• Input data:

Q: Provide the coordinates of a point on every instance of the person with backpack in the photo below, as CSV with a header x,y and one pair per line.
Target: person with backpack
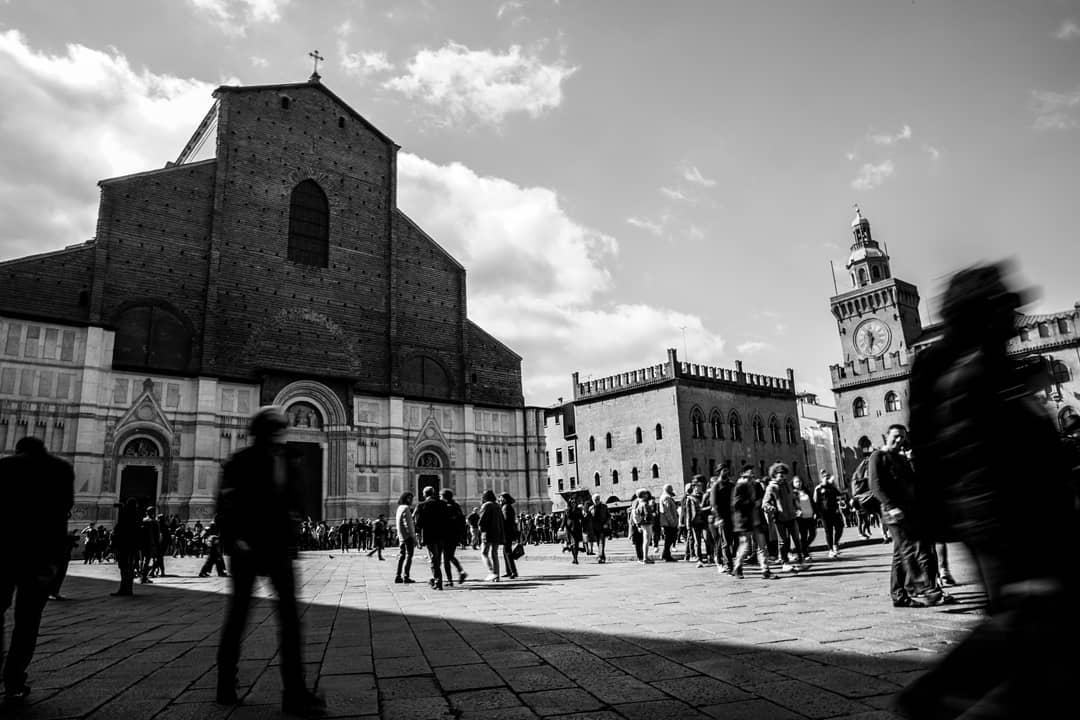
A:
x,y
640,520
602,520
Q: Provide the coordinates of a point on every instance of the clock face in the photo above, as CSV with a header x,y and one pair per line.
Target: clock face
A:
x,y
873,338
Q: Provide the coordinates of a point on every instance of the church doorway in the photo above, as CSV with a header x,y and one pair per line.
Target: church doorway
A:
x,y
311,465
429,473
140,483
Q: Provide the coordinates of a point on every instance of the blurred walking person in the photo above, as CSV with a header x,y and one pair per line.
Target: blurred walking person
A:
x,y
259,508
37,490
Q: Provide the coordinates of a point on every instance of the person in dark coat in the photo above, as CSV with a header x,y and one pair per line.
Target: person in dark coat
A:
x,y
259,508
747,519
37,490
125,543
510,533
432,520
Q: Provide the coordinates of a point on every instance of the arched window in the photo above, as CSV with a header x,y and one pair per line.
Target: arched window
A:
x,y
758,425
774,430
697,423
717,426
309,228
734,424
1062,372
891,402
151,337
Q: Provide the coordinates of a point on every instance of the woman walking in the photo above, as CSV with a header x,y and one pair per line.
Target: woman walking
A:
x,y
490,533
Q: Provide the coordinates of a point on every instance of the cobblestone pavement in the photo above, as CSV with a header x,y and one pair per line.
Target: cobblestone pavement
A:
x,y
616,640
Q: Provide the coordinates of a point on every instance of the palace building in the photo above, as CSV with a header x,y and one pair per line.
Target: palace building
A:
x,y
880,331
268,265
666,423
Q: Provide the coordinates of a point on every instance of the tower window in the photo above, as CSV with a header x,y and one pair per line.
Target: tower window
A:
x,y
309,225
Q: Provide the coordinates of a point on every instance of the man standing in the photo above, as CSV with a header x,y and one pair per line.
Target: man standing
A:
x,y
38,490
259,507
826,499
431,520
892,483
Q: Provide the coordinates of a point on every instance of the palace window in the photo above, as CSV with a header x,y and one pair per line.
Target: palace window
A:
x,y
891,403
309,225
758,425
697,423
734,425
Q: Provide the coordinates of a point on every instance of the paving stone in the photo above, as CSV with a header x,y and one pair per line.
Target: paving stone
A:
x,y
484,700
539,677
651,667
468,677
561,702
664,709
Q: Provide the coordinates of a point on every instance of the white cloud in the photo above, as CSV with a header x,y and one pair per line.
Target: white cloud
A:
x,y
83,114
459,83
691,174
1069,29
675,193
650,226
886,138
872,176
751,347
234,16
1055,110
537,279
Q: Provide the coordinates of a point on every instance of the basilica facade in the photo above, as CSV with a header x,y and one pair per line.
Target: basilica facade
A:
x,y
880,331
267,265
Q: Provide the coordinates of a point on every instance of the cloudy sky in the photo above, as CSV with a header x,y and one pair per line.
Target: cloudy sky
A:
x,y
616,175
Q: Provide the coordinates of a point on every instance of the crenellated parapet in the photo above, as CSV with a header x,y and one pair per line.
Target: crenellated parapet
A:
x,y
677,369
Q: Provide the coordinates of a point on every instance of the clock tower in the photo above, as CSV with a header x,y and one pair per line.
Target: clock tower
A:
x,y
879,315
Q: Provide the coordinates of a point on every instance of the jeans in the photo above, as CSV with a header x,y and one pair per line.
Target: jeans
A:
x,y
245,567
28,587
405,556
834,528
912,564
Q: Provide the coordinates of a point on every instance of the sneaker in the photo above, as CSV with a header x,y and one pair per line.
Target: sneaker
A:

• Activity:
Pick out every line above that contains the word "arched" and copy it.

• Expected output:
Q: Provide the coordinates of a point on every instance of the arched window in the photo above, as CSV with a header x,y and one pair per line.
Target: arched window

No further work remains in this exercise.